> **Selected extract**:
The Rpart Tree confirms that Process predictors are significant and important, they have have over 10% over observations in their nodes and probability of Yield range is 38-42 on both ends of the equation
Code used in analysis
knitr::opts_chunk$set(
echo = FALSE,
message = FALSE,
warning = FALSE
)
#knitr::opts_chunk$set(echo = TRUE)
require(knitr)
library(ggplot2)
library(tidyr)
library(MASS)
library(psych)
library(kableExtra)
library(dplyr)
library(faraway)
library(gridExtra)
library(reshape2)
library(leaps)
library(pROC)
library(caret)
library(naniar)
library(pander)
library(pROC)
library(mlbench)
library(e1071)
library(fpp2)
library(urca)
library(mlbench)
set.seed(200)
simulated <- mlbench.friedman1(200, sd = 1)
simulated <- cbind(simulated$x, simulated$y)
simulated <- as.data.frame(simulated)
colnames(simulated)[ncol(simulated)] <- "y"
set.seed(1234)
pd<-sample(2,nrow(simulated),replace = TRUE,prob=c(.7,.3))
traindata<-simulated[pd==1,]
testdata<-simulated[pd==2,]
require(randomForest)
require(caret)
require(vip)
model1 <- randomForest(y ~ ., data = traindata,importance = TRUE, ntree = 1000)
rfImp1 <- varImp(model1, scale = FALSE)
model1
rfImp1
importance(model1)
varImpPlot(model1, sort = TRUE)
plot(varUsed(model1))
cor.plot(traindata)

> **Task 1**: Print the R analysis excerpt in full, reproducing every line without alteration.
The records are unrelated to the R analysis excerpt.

> **Data**:
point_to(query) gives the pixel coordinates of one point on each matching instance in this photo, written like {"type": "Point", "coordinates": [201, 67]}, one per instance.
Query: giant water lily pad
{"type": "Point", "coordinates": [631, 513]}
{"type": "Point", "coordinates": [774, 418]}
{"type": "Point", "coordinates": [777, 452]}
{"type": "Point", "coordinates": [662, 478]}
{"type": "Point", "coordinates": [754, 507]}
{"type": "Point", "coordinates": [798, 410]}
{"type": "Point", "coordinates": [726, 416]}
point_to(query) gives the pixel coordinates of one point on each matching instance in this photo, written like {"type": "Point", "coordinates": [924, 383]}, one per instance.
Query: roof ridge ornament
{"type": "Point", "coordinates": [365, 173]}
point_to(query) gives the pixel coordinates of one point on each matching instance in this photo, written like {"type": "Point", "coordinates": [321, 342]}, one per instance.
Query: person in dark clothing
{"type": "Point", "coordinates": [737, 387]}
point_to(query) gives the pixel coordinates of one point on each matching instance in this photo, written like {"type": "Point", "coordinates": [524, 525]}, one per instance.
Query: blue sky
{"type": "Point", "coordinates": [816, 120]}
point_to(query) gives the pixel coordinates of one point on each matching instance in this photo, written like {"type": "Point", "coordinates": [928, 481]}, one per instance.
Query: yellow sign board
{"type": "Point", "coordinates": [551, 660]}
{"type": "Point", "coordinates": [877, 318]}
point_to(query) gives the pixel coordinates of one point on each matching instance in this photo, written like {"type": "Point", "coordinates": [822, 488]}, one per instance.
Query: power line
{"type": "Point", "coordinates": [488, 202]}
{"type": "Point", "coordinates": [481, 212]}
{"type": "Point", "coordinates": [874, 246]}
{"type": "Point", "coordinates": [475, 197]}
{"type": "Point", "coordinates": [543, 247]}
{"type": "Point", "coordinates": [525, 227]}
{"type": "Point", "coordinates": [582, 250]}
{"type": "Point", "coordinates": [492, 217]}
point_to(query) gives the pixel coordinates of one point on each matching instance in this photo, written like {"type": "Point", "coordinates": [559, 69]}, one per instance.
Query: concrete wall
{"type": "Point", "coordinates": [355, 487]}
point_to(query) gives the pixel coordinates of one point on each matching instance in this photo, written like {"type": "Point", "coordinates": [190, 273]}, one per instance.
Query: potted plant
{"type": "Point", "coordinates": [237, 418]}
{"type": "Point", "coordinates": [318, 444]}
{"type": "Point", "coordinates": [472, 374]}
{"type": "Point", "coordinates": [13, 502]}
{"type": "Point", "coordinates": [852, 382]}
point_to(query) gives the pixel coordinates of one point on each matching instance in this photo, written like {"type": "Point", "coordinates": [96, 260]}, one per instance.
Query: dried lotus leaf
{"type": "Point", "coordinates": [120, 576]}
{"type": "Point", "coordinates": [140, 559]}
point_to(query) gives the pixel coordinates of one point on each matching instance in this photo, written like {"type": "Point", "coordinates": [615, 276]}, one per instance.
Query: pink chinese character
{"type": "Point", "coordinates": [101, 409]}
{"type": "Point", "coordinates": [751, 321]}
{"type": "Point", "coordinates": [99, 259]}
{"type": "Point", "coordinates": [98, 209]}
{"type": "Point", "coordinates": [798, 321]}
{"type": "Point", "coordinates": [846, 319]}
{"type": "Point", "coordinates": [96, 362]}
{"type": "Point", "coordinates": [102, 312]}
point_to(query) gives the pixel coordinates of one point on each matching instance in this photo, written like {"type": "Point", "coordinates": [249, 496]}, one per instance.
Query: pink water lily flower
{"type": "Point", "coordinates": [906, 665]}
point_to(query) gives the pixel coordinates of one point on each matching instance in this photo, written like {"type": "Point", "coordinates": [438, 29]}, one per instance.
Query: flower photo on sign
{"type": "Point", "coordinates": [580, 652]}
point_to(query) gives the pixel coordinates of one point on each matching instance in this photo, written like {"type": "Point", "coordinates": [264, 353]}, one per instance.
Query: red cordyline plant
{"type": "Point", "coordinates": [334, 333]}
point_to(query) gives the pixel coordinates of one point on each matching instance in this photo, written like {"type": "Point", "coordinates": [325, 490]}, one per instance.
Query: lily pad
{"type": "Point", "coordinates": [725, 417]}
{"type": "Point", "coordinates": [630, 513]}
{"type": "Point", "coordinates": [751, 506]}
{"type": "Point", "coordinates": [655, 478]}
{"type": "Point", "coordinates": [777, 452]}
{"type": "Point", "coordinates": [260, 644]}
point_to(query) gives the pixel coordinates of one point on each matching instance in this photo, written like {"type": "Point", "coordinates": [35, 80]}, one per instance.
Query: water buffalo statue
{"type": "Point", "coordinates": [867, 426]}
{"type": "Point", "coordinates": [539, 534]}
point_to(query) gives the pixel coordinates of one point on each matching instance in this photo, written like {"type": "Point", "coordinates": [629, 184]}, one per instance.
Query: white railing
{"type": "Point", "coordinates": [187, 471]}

> **Task 2**: List each line of the records in which the string "water" appears, copying those lines unchanged.

> **Worked solution 1**:
The Rpart Tree confirms that Process predictors are significant and important, they have have over 10% over observations in their nodes and probability of Yield range is 38-42 on both ends of the equation
Code used in analysis
knitr::opts_chunk$set(
echo = FALSE,
message = FALSE,
warning = FALSE
)
#knitr::opts_chunk$set(echo = TRUE)
require(knitr)
library(ggplot2)
library(tidyr)
library(MASS)
library(psych)
library(kableExtra)
library(dplyr)
library(faraway)
library(gridExtra)
library(reshape2)
library(leaps)
library(pROC)
library(caret)
library(naniar)
library(pander)
library(pROC)
library(mlbench)
library(e1071)
library(fpp2)
library(urca)
library(mlbench)
set.seed(200)
simulated <- mlbench.friedman1(200, sd = 1)
simulated <- cbind(simulated$x, simulated$y)
simulated <- as.data.frame(simulated)
colnames(simulated)[ncol(simulated)] <- "y"
set.seed(1234)
pd<-sample(2,nrow(simulated),replace = TRUE,prob=c(.7,.3))
traindata<-simulated[pd==1,]
testdata<-simulated[pd==2,]
require(randomForest)
require(caret)
require(vip)
model1 <- randomForest(y ~ ., data = traindata,importance = TRUE, ntree = 1000)
rfImp1 <- varImp(model1, scale = FALSE)
model1
rfImp1
importance(model1)
varImpPlot(model1, sort = TRUE)
plot(varUsed(model1))
cor.plot(traindata)

> **Worked solution 2**:
Query: giant water lily pad
Query: pink water lily flower
Query: water buffalo statue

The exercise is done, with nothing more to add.